::: Data for this task :::
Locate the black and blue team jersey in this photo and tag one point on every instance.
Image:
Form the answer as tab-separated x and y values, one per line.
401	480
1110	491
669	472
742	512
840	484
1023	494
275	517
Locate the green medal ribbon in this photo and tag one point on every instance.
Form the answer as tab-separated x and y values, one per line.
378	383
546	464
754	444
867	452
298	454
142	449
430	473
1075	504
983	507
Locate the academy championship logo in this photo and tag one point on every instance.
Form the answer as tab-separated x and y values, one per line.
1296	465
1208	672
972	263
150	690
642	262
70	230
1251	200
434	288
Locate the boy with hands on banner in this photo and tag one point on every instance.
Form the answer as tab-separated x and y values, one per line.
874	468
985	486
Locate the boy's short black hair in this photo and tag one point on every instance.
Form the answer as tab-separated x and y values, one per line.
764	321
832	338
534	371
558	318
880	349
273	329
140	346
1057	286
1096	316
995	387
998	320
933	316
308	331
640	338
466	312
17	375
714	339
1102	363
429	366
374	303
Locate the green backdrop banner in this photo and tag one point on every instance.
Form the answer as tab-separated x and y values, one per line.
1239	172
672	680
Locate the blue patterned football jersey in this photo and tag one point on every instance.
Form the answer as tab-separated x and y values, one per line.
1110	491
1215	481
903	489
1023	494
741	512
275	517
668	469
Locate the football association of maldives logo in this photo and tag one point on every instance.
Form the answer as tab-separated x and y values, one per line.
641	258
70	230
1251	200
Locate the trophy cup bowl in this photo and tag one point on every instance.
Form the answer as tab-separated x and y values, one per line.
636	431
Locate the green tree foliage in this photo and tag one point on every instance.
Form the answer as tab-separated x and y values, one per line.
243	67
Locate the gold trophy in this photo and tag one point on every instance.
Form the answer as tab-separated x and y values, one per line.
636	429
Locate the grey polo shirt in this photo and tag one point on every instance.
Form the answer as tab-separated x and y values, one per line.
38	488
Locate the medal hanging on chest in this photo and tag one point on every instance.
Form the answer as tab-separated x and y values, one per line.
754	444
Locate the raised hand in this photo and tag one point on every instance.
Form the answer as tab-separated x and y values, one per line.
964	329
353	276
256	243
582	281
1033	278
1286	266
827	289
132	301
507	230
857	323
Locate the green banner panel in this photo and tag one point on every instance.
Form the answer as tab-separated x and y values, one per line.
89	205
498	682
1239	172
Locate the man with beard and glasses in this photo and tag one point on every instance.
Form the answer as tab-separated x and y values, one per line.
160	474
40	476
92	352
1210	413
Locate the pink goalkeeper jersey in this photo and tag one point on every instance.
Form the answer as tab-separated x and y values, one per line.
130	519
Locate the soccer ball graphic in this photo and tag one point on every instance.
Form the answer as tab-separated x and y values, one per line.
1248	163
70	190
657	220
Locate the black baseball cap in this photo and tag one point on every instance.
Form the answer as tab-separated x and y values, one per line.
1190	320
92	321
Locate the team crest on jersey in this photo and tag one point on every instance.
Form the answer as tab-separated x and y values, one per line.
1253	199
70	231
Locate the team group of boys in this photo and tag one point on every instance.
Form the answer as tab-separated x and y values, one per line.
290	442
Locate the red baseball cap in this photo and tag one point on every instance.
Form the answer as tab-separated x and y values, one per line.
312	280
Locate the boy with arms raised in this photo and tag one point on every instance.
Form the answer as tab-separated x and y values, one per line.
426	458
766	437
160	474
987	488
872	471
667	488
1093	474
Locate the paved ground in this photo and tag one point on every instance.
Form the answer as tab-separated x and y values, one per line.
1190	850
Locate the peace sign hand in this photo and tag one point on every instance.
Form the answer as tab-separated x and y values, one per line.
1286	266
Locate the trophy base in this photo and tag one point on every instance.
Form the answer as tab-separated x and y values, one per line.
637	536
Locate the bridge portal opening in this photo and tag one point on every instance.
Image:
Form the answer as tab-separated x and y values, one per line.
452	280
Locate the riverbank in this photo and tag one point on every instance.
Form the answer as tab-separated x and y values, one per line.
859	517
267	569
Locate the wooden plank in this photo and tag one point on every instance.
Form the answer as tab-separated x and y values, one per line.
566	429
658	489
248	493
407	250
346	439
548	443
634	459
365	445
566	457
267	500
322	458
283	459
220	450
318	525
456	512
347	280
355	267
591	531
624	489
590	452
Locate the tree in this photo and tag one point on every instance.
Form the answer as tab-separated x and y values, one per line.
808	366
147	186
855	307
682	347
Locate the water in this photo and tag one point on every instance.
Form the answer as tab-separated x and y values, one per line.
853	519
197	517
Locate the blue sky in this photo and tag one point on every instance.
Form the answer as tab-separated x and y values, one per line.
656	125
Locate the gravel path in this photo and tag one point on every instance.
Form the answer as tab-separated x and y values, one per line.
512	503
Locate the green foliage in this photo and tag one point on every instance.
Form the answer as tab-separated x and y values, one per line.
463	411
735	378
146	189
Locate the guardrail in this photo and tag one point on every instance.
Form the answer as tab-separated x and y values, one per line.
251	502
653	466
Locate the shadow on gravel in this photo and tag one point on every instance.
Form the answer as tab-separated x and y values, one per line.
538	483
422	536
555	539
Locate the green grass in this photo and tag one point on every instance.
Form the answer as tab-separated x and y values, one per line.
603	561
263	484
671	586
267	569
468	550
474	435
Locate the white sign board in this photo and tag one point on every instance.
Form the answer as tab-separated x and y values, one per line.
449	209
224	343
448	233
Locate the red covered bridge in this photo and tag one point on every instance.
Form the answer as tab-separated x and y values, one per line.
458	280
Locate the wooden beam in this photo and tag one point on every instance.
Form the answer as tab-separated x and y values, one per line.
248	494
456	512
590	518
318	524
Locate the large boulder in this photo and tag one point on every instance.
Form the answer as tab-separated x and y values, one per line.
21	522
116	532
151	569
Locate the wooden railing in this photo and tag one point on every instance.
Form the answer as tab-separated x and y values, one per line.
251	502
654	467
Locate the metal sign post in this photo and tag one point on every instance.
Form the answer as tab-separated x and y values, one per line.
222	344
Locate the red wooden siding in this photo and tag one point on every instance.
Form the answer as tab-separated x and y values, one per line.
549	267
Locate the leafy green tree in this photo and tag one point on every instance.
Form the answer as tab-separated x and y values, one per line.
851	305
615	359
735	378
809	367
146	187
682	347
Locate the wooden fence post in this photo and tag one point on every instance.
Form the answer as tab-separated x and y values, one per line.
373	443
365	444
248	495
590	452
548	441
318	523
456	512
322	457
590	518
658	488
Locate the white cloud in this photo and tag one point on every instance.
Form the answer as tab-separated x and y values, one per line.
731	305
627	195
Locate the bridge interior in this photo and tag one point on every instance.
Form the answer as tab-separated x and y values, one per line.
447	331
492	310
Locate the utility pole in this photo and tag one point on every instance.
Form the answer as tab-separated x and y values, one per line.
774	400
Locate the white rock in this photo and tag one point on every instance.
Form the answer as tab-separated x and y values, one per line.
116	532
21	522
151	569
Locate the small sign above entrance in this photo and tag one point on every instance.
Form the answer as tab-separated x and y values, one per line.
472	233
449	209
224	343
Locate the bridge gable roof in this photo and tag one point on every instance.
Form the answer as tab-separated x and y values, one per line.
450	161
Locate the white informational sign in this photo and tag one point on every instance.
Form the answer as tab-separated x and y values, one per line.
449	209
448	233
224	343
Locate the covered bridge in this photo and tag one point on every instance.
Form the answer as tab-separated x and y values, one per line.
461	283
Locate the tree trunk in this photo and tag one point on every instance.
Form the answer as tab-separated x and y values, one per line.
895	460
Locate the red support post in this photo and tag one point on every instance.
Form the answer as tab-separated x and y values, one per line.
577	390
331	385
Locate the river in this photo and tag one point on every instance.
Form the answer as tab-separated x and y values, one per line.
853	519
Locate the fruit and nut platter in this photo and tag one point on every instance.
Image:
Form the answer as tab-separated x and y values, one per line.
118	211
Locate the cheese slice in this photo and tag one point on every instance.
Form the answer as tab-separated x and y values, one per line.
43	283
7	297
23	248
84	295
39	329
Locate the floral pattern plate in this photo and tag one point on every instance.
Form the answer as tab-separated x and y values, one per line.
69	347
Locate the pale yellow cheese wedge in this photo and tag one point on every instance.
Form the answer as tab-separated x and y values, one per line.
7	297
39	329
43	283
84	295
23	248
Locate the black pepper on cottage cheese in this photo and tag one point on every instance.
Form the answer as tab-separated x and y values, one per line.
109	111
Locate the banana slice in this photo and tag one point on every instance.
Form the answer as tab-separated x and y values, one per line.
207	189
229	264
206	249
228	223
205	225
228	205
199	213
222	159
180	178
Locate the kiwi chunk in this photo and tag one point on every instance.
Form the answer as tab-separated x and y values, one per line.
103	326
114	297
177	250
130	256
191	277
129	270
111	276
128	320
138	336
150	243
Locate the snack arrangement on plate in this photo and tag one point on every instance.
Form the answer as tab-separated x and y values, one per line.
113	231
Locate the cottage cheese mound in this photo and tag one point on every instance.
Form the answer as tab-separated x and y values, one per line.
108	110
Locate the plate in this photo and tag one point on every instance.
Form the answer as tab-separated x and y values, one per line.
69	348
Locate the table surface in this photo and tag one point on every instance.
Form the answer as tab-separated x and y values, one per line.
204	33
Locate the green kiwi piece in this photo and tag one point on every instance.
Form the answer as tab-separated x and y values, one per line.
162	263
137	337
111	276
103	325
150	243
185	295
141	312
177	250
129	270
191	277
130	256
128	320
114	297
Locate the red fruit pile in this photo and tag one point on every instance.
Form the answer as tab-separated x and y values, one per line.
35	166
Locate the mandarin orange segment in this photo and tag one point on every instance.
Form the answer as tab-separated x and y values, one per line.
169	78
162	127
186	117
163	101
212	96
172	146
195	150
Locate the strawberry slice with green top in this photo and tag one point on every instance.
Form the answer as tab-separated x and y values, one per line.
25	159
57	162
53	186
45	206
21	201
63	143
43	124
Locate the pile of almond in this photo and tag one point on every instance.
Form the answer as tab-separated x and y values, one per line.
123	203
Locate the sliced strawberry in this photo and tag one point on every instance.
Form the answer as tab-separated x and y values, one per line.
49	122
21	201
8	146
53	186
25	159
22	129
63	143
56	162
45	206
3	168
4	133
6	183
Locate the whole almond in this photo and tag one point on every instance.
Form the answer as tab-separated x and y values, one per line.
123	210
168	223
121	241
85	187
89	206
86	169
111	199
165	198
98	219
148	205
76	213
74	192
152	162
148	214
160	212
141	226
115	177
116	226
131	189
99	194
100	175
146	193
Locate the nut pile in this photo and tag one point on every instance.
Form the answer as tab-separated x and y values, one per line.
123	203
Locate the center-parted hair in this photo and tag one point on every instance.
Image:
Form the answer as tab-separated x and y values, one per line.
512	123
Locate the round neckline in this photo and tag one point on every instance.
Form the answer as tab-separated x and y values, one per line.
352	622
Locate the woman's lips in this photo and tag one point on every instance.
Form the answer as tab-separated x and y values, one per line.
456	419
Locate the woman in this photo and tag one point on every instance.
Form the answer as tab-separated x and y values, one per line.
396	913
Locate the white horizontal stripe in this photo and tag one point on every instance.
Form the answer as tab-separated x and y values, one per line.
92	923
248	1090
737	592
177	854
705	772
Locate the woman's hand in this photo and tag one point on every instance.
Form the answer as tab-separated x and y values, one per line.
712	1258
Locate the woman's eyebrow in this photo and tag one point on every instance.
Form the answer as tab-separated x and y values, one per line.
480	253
:::
For every line in the data above that has the string "pile", return that line.

Locate the red fruit pile in this photo and tag one point on every instance.
Locate the pile of almond in this photo and tag one point on every instance.
Locate the nut pile in this photo and tag one point on every instance.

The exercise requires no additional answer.